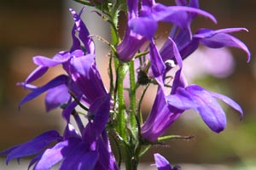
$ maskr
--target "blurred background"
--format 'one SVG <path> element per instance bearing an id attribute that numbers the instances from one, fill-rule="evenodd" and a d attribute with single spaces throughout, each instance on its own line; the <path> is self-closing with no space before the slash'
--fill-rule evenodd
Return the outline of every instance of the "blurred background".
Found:
<path id="1" fill-rule="evenodd" d="M 173 3 L 170 0 L 159 2 Z M 255 169 L 252 167 L 256 167 L 256 1 L 201 0 L 200 3 L 202 9 L 217 18 L 218 25 L 199 17 L 192 25 L 193 31 L 201 27 L 246 27 L 248 33 L 243 31 L 233 35 L 247 45 L 252 60 L 247 63 L 246 54 L 240 49 L 201 48 L 189 60 L 185 61 L 187 65 L 195 65 L 186 70 L 185 74 L 189 83 L 197 83 L 237 101 L 243 108 L 244 119 L 240 122 L 237 112 L 224 105 L 228 126 L 217 134 L 207 128 L 197 113 L 186 112 L 172 126 L 168 133 L 194 135 L 195 138 L 189 141 L 168 142 L 168 148 L 154 146 L 142 161 L 152 162 L 152 154 L 160 152 L 172 164 L 211 164 L 221 165 L 217 169 Z M 59 129 L 61 133 L 63 121 L 60 110 L 46 113 L 44 95 L 26 103 L 20 111 L 18 110 L 19 101 L 28 91 L 17 87 L 16 82 L 23 82 L 36 67 L 32 60 L 33 56 L 52 57 L 57 52 L 69 48 L 73 19 L 68 8 L 79 10 L 81 7 L 72 0 L 0 1 L 0 150 L 27 141 L 49 129 Z M 92 13 L 91 8 L 86 11 L 83 16 L 90 33 L 109 38 L 108 25 L 95 26 L 96 23 L 102 23 L 101 18 Z M 160 25 L 160 37 L 167 35 L 166 26 Z M 120 26 L 120 29 L 124 26 Z M 102 42 L 96 40 L 96 42 L 97 50 L 103 49 L 97 51 L 96 60 L 102 76 L 106 77 L 104 82 L 108 83 L 108 65 L 103 65 L 108 48 Z M 209 60 L 203 57 L 206 55 Z M 225 69 L 216 72 L 218 67 Z M 54 73 L 47 74 L 36 83 L 45 83 L 59 71 L 58 68 L 55 69 Z M 150 106 L 144 105 L 147 114 Z M 0 169 L 14 168 L 3 167 L 3 162 L 2 159 Z"/>

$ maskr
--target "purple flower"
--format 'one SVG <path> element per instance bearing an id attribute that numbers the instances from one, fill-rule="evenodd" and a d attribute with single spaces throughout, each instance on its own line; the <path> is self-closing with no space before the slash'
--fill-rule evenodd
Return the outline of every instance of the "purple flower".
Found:
<path id="1" fill-rule="evenodd" d="M 197 3 L 196 1 L 192 3 L 191 7 L 165 6 L 156 3 L 154 0 L 143 0 L 142 1 L 142 9 L 140 10 L 139 17 L 130 20 L 128 25 L 133 32 L 146 37 L 150 40 L 154 37 L 159 21 L 171 22 L 182 29 L 189 29 L 195 14 L 201 14 L 216 22 L 215 18 L 212 14 L 196 8 Z"/>
<path id="2" fill-rule="evenodd" d="M 61 140 L 62 140 L 62 137 L 60 136 L 58 132 L 55 130 L 48 131 L 35 137 L 28 142 L 1 151 L 0 156 L 7 155 L 6 163 L 8 164 L 12 159 L 20 159 L 24 156 L 40 154 L 42 150 L 44 150 L 45 147 L 48 147 L 54 142 Z"/>
<path id="3" fill-rule="evenodd" d="M 62 161 L 59 169 L 113 169 L 117 170 L 114 157 L 106 138 L 105 126 L 108 122 L 110 96 L 97 99 L 89 110 L 92 116 L 80 136 L 67 124 L 63 137 L 56 131 L 49 131 L 22 144 L 0 152 L 12 159 L 33 156 L 30 166 L 34 169 L 50 169 Z M 57 142 L 53 146 L 49 144 Z"/>
<path id="4" fill-rule="evenodd" d="M 166 97 L 168 104 L 177 109 L 183 110 L 196 110 L 205 123 L 212 131 L 219 133 L 226 126 L 226 116 L 216 99 L 224 101 L 239 111 L 242 117 L 241 108 L 233 99 L 223 94 L 207 91 L 197 85 L 189 85 L 185 88 L 177 88 L 175 94 Z"/>
<path id="5" fill-rule="evenodd" d="M 228 34 L 240 31 L 247 31 L 247 29 L 226 28 L 216 31 L 200 29 L 195 35 L 193 35 L 192 39 L 189 37 L 189 31 L 179 31 L 175 37 L 174 37 L 173 41 L 177 44 L 183 60 L 186 59 L 189 54 L 195 51 L 201 43 L 212 48 L 223 47 L 235 47 L 241 48 L 247 53 L 248 62 L 250 60 L 250 52 L 247 47 L 239 39 Z M 166 61 L 167 60 L 175 60 L 174 54 L 172 53 L 173 49 L 172 46 L 170 46 L 172 43 L 172 42 L 167 40 L 160 50 L 160 56 L 164 61 Z"/>
<path id="6" fill-rule="evenodd" d="M 182 112 L 183 110 L 168 104 L 162 88 L 159 88 L 151 111 L 141 128 L 143 138 L 151 142 L 155 141 Z"/>
<path id="7" fill-rule="evenodd" d="M 154 154 L 155 166 L 158 170 L 172 170 L 169 162 L 159 153 Z"/>
<path id="8" fill-rule="evenodd" d="M 70 11 L 75 21 L 72 31 L 73 46 L 71 50 L 60 52 L 52 59 L 43 56 L 34 57 L 33 61 L 38 66 L 21 85 L 25 88 L 31 86 L 28 83 L 41 77 L 48 68 L 57 65 L 62 65 L 71 78 L 67 76 L 62 76 L 61 77 L 65 77 L 65 81 L 61 81 L 57 76 L 43 87 L 32 89 L 31 94 L 21 100 L 20 106 L 47 90 L 49 90 L 45 98 L 47 110 L 63 104 L 71 104 L 70 92 L 81 99 L 86 106 L 92 104 L 97 98 L 107 94 L 107 90 L 96 67 L 94 42 L 89 37 L 89 31 L 80 19 L 83 9 L 79 14 L 77 14 L 73 9 L 70 9 Z M 78 32 L 79 37 L 76 37 L 76 32 Z M 85 50 L 82 48 L 80 42 L 83 42 Z M 86 83 L 84 83 L 84 81 L 86 81 Z M 73 104 L 64 111 L 63 115 L 67 120 L 69 120 L 67 118 L 68 115 L 75 106 L 76 105 Z"/>

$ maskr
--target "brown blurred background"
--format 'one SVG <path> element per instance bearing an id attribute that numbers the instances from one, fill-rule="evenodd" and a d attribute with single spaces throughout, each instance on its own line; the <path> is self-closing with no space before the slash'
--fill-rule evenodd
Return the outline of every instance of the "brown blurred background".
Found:
<path id="1" fill-rule="evenodd" d="M 73 20 L 68 8 L 77 6 L 81 8 L 71 2 L 0 2 L 0 150 L 49 129 L 57 128 L 61 132 L 63 125 L 60 111 L 55 110 L 46 113 L 44 96 L 24 105 L 21 110 L 18 110 L 18 103 L 27 91 L 16 87 L 15 83 L 24 81 L 35 68 L 32 56 L 51 57 L 69 47 Z M 171 1 L 161 2 L 168 4 Z M 240 122 L 238 114 L 227 107 L 227 128 L 216 134 L 206 127 L 196 113 L 183 114 L 169 133 L 195 135 L 195 138 L 190 141 L 169 142 L 167 149 L 155 146 L 143 161 L 153 162 L 152 153 L 157 151 L 173 163 L 218 163 L 247 169 L 256 165 L 256 1 L 201 0 L 200 3 L 201 8 L 212 14 L 218 23 L 214 25 L 200 17 L 194 22 L 193 31 L 200 27 L 246 27 L 249 30 L 248 33 L 234 34 L 247 44 L 252 53 L 249 64 L 246 62 L 246 54 L 231 48 L 236 61 L 233 74 L 222 79 L 205 76 L 195 80 L 207 88 L 230 96 L 241 104 L 245 117 Z M 93 24 L 94 21 L 90 22 Z M 160 31 L 165 31 L 165 26 L 161 26 Z M 106 32 L 109 34 L 108 29 Z M 104 71 L 102 71 L 102 75 Z M 54 75 L 49 75 L 36 83 L 44 83 L 52 76 Z"/>

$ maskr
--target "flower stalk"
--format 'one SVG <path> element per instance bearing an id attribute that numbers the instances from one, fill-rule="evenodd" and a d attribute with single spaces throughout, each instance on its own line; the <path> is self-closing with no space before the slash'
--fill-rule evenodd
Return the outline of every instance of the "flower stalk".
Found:
<path id="1" fill-rule="evenodd" d="M 59 52 L 52 58 L 35 56 L 33 61 L 38 67 L 25 82 L 18 83 L 31 91 L 21 99 L 19 107 L 47 93 L 46 110 L 62 110 L 61 115 L 67 124 L 64 133 L 48 131 L 1 151 L 0 156 L 7 156 L 7 163 L 12 159 L 34 156 L 29 166 L 33 165 L 35 170 L 49 170 L 61 162 L 60 170 L 119 170 L 123 162 L 126 170 L 137 170 L 141 157 L 152 145 L 165 145 L 164 141 L 193 138 L 162 136 L 187 110 L 196 110 L 215 133 L 223 131 L 226 126 L 225 113 L 217 99 L 237 110 L 242 118 L 242 110 L 233 99 L 199 85 L 188 84 L 183 74 L 183 60 L 202 44 L 212 48 L 241 48 L 246 52 L 249 61 L 250 52 L 247 46 L 230 35 L 240 31 L 247 31 L 247 29 L 213 31 L 204 28 L 194 33 L 190 25 L 197 15 L 216 22 L 214 16 L 199 8 L 197 0 L 177 0 L 177 5 L 173 6 L 166 6 L 154 0 L 74 1 L 98 9 L 94 12 L 109 24 L 112 42 L 108 42 L 100 35 L 90 34 L 81 19 L 84 8 L 79 13 L 70 9 L 74 20 L 70 49 Z M 119 35 L 120 11 L 127 14 L 123 38 Z M 155 45 L 159 22 L 167 22 L 172 26 L 160 48 Z M 104 86 L 97 70 L 96 48 L 92 37 L 107 43 L 111 51 L 108 65 L 109 89 Z M 41 87 L 32 84 L 49 68 L 58 65 L 62 65 L 63 74 Z M 217 69 L 218 65 L 213 65 Z M 167 76 L 170 71 L 173 71 L 173 76 Z M 126 80 L 128 76 L 129 80 Z M 154 104 L 143 120 L 142 103 L 149 86 L 156 86 L 157 93 L 152 97 Z M 144 89 L 137 101 L 139 87 L 144 87 Z M 125 104 L 125 90 L 129 92 L 129 107 Z M 76 111 L 78 106 L 84 109 L 81 114 Z M 79 133 L 70 121 L 72 116 Z M 113 140 L 109 140 L 109 137 Z M 112 151 L 114 145 L 117 153 Z M 172 167 L 158 153 L 154 157 L 159 170 L 179 168 L 178 166 Z"/>

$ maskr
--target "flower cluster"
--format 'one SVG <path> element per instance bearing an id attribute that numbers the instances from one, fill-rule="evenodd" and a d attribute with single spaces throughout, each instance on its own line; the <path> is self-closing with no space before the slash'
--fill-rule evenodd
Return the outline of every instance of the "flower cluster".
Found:
<path id="1" fill-rule="evenodd" d="M 97 70 L 96 47 L 80 18 L 83 9 L 79 14 L 70 9 L 74 20 L 70 49 L 59 52 L 52 58 L 35 56 L 33 62 L 38 67 L 24 82 L 18 83 L 31 91 L 19 107 L 46 92 L 47 111 L 55 108 L 62 110 L 67 124 L 64 133 L 61 135 L 55 130 L 48 131 L 0 152 L 7 155 L 7 163 L 12 159 L 34 156 L 29 165 L 29 167 L 34 165 L 34 169 L 50 169 L 62 162 L 60 169 L 110 170 L 119 169 L 121 156 L 124 156 L 126 169 L 137 169 L 143 153 L 152 144 L 160 144 L 165 132 L 187 110 L 197 110 L 207 126 L 216 133 L 223 131 L 226 125 L 225 113 L 217 99 L 236 110 L 242 117 L 242 110 L 234 100 L 199 85 L 188 85 L 182 71 L 183 60 L 200 45 L 212 48 L 238 48 L 247 53 L 249 61 L 247 46 L 230 35 L 247 29 L 199 29 L 193 33 L 191 23 L 197 15 L 216 22 L 211 14 L 199 8 L 198 0 L 176 0 L 175 6 L 166 6 L 154 0 L 78 2 L 100 9 L 101 16 L 111 26 L 110 89 L 105 88 Z M 116 20 L 120 10 L 127 14 L 122 39 Z M 154 36 L 160 21 L 170 23 L 172 27 L 164 45 L 158 48 Z M 50 67 L 58 65 L 62 65 L 65 73 L 41 87 L 32 84 Z M 176 72 L 170 77 L 168 73 L 174 68 Z M 124 80 L 128 72 L 129 105 L 124 99 Z M 150 113 L 143 120 L 141 102 L 150 84 L 158 87 L 157 94 Z M 137 99 L 136 92 L 141 86 L 145 90 Z M 84 112 L 79 113 L 77 106 Z M 79 132 L 71 122 L 71 116 Z M 88 123 L 84 124 L 82 119 L 86 119 Z M 119 150 L 117 154 L 112 152 L 113 144 L 110 144 L 109 137 Z M 154 159 L 158 169 L 175 169 L 160 154 L 154 154 Z"/>

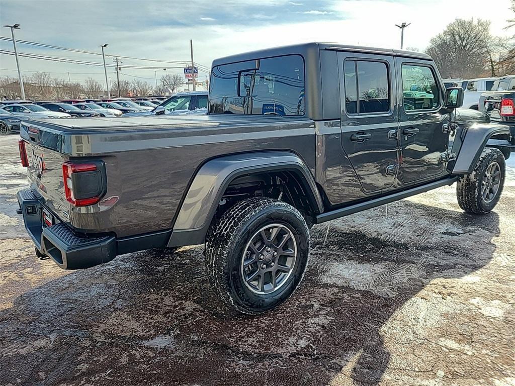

☆ ☆ ☆ ☆ ☆

Lay out everything from the start of the material down to the line containing "173 3 L 170", inclusive, as a Markdown table with two columns, Row and Text. Number each line in Row, put the line itself in Text, and leave out blank lines and the pictures.

#### ANSWER TO THIS EXERCISE
| Row | Text |
|---|---|
| 1 | $ maskr |
| 2 | --target "blurred background" |
| 3 | --format 'one SVG <path> element per instance bearing an id attribute that numbers the instances from one, fill-rule="evenodd" and a d attribute with single spaces throughout, each instance on its own line; the <path> is self-closing with no space before the slash' |
| 4 | --fill-rule evenodd |
| 5 | Return the outline of every instance of the "blurred background". |
| 6 | Found: |
| 7 | <path id="1" fill-rule="evenodd" d="M 173 3 L 170 0 L 159 2 Z M 255 169 L 252 167 L 256 167 L 256 1 L 201 0 L 200 3 L 202 9 L 217 18 L 218 25 L 199 17 L 192 25 L 193 31 L 201 27 L 246 27 L 248 33 L 243 31 L 233 35 L 247 45 L 252 60 L 247 63 L 246 54 L 240 49 L 201 48 L 189 60 L 185 61 L 187 65 L 195 65 L 186 70 L 185 74 L 189 83 L 197 83 L 237 101 L 243 108 L 244 119 L 240 122 L 237 112 L 224 105 L 228 126 L 217 134 L 207 128 L 197 113 L 186 112 L 172 126 L 168 133 L 194 135 L 195 138 L 189 141 L 168 142 L 168 148 L 154 146 L 142 161 L 152 162 L 152 154 L 160 152 L 172 164 L 211 164 L 221 165 L 217 169 Z M 59 129 L 61 133 L 63 121 L 60 110 L 46 113 L 44 95 L 26 103 L 20 111 L 18 110 L 19 101 L 28 91 L 17 87 L 16 82 L 23 82 L 36 67 L 32 60 L 33 56 L 52 57 L 57 52 L 69 48 L 73 19 L 68 8 L 79 10 L 81 7 L 72 0 L 0 1 L 0 150 L 27 141 L 49 129 Z M 92 13 L 91 8 L 86 11 L 83 16 L 90 33 L 109 38 L 108 25 L 95 26 L 96 23 L 102 23 L 101 18 Z M 160 25 L 160 37 L 167 35 L 166 26 Z M 120 26 L 120 29 L 124 26 Z M 102 42 L 96 40 L 96 42 L 97 50 L 103 49 L 97 51 L 96 60 L 102 76 L 106 77 L 104 82 L 108 83 L 108 65 L 103 65 L 108 48 Z M 209 60 L 203 57 L 206 55 Z M 225 69 L 216 72 L 218 67 Z M 54 73 L 47 74 L 36 83 L 45 83 L 59 71 L 58 68 L 55 69 Z M 150 106 L 144 105 L 147 114 Z M 0 169 L 14 168 L 3 167 L 3 162 L 2 159 Z"/> |